It is only recently with my now common commute into the London office, that I’ve started using the iPod as it was designed to be used: sync and go. Problem is, it is yet another thing I have to think about during my morning zombie stupor prior to leaving home*.

This morning was typical. Just before leaving… Ah! iPod. Damn! Needs to sync. Bugger! Powerbook already wrapped in bag. Sod it! Got to go.

This is less of a problem with irregular or weekly (or less frequent) shows, in such cases getting to hear the most recent show a day or two after release is just fine. But for the daily shows this is a pain to keep properly up to date, particularly when there is time sensitive stuff in there. Skip a couple of days on the trot and the backlog of daily shows becomes too great to wade through in an already squeezed schedule, and you are speeding along the road of manual deletion before iTunes decides to stop the downloads because you haven’t listened to any recently.

To be honest, I think if I did not have to listen to a lot of podcasts - and using my commute is the most ideal time to focus on the content - then likely I wouldn’t use an off-line device (iPod in my case); I would join the majority and tune in directly online.

Along with the often cited confusion over ’subscriptions’, requiring iPods, RSS, etc., could this added day-to-day hassle be another reason why the majority of us still tune in online..? Or maybe it’s just me.

▸ **DATASET**
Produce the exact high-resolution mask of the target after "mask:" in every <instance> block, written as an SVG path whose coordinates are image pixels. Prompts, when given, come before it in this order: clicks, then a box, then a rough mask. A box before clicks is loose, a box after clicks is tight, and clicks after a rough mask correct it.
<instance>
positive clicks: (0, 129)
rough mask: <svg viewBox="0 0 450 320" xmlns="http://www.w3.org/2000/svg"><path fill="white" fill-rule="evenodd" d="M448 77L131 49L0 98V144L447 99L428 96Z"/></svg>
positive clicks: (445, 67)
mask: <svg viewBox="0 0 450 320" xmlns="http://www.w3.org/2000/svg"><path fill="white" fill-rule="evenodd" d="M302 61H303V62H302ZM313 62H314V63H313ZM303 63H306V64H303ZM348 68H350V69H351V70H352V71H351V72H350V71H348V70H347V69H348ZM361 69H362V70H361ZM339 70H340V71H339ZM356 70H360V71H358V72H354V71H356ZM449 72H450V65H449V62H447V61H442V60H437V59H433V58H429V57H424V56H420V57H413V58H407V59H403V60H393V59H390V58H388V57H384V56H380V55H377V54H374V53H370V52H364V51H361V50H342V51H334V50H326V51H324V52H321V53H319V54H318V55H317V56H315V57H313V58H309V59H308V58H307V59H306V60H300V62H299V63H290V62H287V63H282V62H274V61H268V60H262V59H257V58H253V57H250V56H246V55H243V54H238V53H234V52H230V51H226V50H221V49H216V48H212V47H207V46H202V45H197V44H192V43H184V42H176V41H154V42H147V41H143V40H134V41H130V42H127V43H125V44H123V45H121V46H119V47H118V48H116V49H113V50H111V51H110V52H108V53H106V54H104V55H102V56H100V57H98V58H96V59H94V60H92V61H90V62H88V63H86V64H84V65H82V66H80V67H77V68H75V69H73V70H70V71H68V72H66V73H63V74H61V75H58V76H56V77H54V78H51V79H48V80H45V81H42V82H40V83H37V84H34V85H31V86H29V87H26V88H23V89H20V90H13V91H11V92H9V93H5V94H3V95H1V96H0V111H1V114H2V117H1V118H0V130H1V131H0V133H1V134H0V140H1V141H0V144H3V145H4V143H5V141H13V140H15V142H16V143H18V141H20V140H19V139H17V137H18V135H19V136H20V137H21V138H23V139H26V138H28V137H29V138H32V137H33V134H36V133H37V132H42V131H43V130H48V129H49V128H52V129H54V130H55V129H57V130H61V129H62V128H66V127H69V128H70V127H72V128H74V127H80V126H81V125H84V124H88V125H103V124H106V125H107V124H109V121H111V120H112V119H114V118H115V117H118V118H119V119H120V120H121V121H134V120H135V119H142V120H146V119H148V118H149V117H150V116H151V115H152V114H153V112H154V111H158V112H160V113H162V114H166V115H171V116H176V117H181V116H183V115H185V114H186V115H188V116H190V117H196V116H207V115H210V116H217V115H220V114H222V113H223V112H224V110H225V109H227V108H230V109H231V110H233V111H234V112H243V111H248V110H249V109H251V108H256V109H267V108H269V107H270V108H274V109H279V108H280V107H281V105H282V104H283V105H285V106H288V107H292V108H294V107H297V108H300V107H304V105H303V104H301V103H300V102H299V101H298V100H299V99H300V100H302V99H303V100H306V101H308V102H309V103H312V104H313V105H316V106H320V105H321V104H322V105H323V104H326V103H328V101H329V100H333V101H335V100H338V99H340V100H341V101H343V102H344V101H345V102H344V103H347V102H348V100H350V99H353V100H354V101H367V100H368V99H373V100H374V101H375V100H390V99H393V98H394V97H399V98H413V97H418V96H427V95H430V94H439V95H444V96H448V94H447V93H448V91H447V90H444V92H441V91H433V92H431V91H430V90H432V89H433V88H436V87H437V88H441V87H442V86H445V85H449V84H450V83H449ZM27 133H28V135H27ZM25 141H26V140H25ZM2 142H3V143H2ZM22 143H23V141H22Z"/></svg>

▸ **AIM OF THE EXERCISE**
Continue the post on keeping an iPod synced with podcasts for the commute, starting after its last sentence.

▸ **RESPONSE TO THIS TASK**
* This may mislead you to the assumtion that the afore mentioned zombie stupor leaves me once I leave home, but as anyone who has seen me trudge down to the station in the morning, this can be very much NOT the case.
[tags]iPod, iTunes, sync, podcast, rss[/tags]

2 Responses to “Daily podcast pain”

  1. Adrian Pegg Says:

    Wouldn’t it be great if MP3 players of all types had bluetooth and could sync themselves automatically.

    That would be something.

  2. neil Says:

    Bluetooth is soooo sloooow…. I usually sync around a gig each time, so would need something fast.

    What we need is something akin to those charging pads where you’d just rest your mobile phone and it would charge the battery up right there. So no plugging, no making of a connection other than placing the device onto an area on your desk, for example. Ticks a lot of usability and hassle-reduction boxes.